* [DATA SHOWN]
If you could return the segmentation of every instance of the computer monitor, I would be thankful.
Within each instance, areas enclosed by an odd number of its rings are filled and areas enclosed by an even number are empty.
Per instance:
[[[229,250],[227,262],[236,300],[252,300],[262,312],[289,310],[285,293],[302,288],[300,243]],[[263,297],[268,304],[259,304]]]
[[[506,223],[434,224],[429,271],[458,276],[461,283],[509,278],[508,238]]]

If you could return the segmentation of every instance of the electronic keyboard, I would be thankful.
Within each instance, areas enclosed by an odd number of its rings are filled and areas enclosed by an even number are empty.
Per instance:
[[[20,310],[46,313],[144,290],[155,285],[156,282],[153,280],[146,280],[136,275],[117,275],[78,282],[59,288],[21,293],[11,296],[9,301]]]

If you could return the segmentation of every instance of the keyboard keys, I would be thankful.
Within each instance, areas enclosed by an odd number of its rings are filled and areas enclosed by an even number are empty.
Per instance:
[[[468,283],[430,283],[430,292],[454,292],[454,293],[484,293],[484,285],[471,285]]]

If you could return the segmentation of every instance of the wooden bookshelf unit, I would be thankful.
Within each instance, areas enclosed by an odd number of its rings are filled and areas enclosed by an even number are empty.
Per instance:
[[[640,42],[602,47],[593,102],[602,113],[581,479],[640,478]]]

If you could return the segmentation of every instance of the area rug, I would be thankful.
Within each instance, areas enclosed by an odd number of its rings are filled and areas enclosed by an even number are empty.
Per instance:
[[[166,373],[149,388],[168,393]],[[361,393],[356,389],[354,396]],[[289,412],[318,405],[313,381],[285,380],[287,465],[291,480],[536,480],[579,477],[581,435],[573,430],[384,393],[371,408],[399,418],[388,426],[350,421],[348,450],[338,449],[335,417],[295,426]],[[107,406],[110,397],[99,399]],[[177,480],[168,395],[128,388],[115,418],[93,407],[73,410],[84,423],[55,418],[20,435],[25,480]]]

* [INSTRUCTIONS FOR THE TASK] In the entries above, tally the lines that include the string "keyboard". Give the figure only.

* [OUTPUT FOR THIS TASK] 2